* **SHORT PROBLEM**:
Write out each of the records below word for word, with every line left unchanged.

= = =

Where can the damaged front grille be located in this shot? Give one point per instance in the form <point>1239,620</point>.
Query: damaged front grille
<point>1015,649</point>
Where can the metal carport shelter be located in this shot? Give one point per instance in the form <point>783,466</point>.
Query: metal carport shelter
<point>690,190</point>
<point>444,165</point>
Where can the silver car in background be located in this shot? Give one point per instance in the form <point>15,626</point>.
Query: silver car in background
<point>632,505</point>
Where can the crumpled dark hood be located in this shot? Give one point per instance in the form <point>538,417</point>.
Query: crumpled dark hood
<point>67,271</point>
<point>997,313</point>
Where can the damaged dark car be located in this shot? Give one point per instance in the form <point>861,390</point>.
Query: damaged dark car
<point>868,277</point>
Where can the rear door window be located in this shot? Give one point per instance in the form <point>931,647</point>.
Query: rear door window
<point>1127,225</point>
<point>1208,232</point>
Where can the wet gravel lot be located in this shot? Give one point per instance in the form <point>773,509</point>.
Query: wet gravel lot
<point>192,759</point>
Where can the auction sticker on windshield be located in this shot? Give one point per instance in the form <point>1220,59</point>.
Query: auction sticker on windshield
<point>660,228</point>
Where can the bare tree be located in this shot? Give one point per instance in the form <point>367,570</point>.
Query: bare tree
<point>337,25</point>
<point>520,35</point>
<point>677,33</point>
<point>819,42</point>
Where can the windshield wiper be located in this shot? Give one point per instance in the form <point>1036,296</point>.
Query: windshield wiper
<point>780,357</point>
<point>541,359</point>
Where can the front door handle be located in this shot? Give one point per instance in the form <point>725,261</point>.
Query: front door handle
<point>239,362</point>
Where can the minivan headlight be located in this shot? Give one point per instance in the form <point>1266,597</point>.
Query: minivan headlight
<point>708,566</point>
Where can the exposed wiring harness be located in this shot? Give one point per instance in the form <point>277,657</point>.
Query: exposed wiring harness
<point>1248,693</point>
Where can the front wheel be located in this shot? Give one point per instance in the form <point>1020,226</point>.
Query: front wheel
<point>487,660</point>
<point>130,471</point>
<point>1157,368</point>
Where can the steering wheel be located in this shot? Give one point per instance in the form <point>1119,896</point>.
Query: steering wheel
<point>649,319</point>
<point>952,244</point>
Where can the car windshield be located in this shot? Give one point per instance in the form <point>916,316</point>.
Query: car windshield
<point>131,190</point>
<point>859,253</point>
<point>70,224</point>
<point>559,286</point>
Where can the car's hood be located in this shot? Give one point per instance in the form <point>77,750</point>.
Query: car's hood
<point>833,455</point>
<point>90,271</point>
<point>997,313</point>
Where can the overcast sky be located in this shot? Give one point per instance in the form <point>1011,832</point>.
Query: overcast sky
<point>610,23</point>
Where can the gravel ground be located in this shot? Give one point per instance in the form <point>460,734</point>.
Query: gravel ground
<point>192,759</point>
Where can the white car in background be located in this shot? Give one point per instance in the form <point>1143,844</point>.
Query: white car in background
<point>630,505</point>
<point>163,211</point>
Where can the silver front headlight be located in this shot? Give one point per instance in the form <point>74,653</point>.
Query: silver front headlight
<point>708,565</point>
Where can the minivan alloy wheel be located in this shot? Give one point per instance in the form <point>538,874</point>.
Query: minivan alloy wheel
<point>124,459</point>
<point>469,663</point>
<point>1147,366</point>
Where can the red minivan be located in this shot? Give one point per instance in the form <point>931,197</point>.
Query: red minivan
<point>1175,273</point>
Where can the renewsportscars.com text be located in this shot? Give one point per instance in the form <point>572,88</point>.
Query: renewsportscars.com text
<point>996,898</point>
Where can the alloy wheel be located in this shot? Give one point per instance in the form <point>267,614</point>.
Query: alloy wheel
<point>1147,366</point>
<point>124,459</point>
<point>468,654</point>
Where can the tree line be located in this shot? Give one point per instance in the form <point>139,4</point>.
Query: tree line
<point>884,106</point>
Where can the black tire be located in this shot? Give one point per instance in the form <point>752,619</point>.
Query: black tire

= = =

* **SOLUTION FOR THIS EXERCISE**:
Where can the damaged front grille be located in this shot? Give one point per instance in the form <point>1239,620</point>.
Query: damaged front grille
<point>1015,649</point>
Where can the metal carport shelter be located in this shot? Give one point per instance in the form <point>783,466</point>.
Query: metal carport shelter
<point>690,190</point>
<point>444,165</point>
Where can the silver car in background be located in this shot? Give one point per instance in the form <point>15,626</point>.
Query: silver car in background
<point>632,505</point>
Where can the crumpled dark hood be located in this shot? Give one point per instance in the form <point>538,417</point>.
Query: crumpled dark hood
<point>67,271</point>
<point>997,313</point>
Where can the damaged dark car be located in this shot? Give one point per instance in the form <point>861,390</point>.
Query: damaged dark car
<point>868,277</point>
Where can the rear door window be located in this shot? Give one point per instance in the form <point>931,647</point>.
Query: rear door window
<point>1127,225</point>
<point>1208,232</point>
Where can the wet gravel lot be located in this shot? Give one point per instance in the form <point>773,509</point>.
Query: wet gravel lot
<point>192,759</point>
Where can the auction sticker on windshield be located in this shot? Give one point per instance in the form <point>1220,59</point>.
Query: auction sticker on windshield
<point>660,228</point>
Where can the bare tree be located in this shot? Give one point per instance in the form <point>367,570</point>.
Query: bare tree
<point>337,25</point>
<point>520,35</point>
<point>677,33</point>
<point>819,42</point>
Where can the windshield wiper be located in this shot? Give one point per instance in the form <point>1036,296</point>.
Query: windshield wiper
<point>780,357</point>
<point>541,359</point>
Where can the front door handle be located in this shot? Give one point per instance in the form <point>725,261</point>.
Query: front door handle
<point>239,362</point>
Where can the minivan headlight be located in this shot? Give one point per instance in the form <point>1266,597</point>.
Query: minivan headlight
<point>708,566</point>
Where can the exposed wiring harness be located in this shot? Give one point per instance in the form <point>277,657</point>.
Query: exposed wiring harness
<point>1248,693</point>
Where can the front wheel be located in this shot? Give one point per instance in the form <point>1020,226</point>.
Query: front wheel
<point>487,660</point>
<point>130,471</point>
<point>1157,368</point>
Where can the steering wheel be located in this shot? Give one point per instance in the form <point>1119,896</point>.
Query: steering wheel
<point>649,319</point>
<point>952,244</point>
Where can the car windshield be located in this shot? Give one point per instance in the form <point>916,316</point>.
Query: car windshield
<point>131,190</point>
<point>859,253</point>
<point>70,224</point>
<point>559,286</point>
Where can the car's hood be located in this shot? Give one point per instance in the form <point>77,750</point>.
Query: car's hood
<point>833,455</point>
<point>90,271</point>
<point>997,313</point>
Where can the overcast sky be located in this shot? Give one point per instance in the form <point>1011,832</point>.
Query: overcast sky
<point>610,23</point>
Where can the gravel ground be located in this shot? Give one point per instance in the form <point>460,734</point>.
Query: gravel ground
<point>192,759</point>
Where can the white car in background be located in this shot? Give one point per instance in the form <point>1143,844</point>.
Query: white car in background
<point>630,505</point>
<point>163,211</point>
Where can the silver front headlight be located in this shot? Give one point per instance in the form <point>74,653</point>.
Query: silver front headlight
<point>708,565</point>
Where can the minivan alloy wheel be located in this shot? Give one point per instance in the form <point>538,874</point>.
Query: minivan alloy wheel
<point>124,459</point>
<point>469,663</point>
<point>1147,366</point>
Where can the red minivan be located in this shot? Give one point per instance in the form <point>931,197</point>.
Query: red minivan
<point>1175,273</point>
Where can the renewsportscars.com text be located in this shot? Give one point per instance in the form <point>572,88</point>.
Query: renewsportscars.com text
<point>996,898</point>
Where can the alloy wheel be located in this shot? Give one point per instance in the form <point>267,614</point>.
Query: alloy wheel
<point>1147,366</point>
<point>124,459</point>
<point>468,654</point>
Where can the tree line be located in this shot? Give one point per instance in the form <point>139,4</point>.
Query: tree line
<point>884,106</point>
Where can the black tire be located in this shot? Give one point per instance in the form <point>752,619</point>.
Query: black tire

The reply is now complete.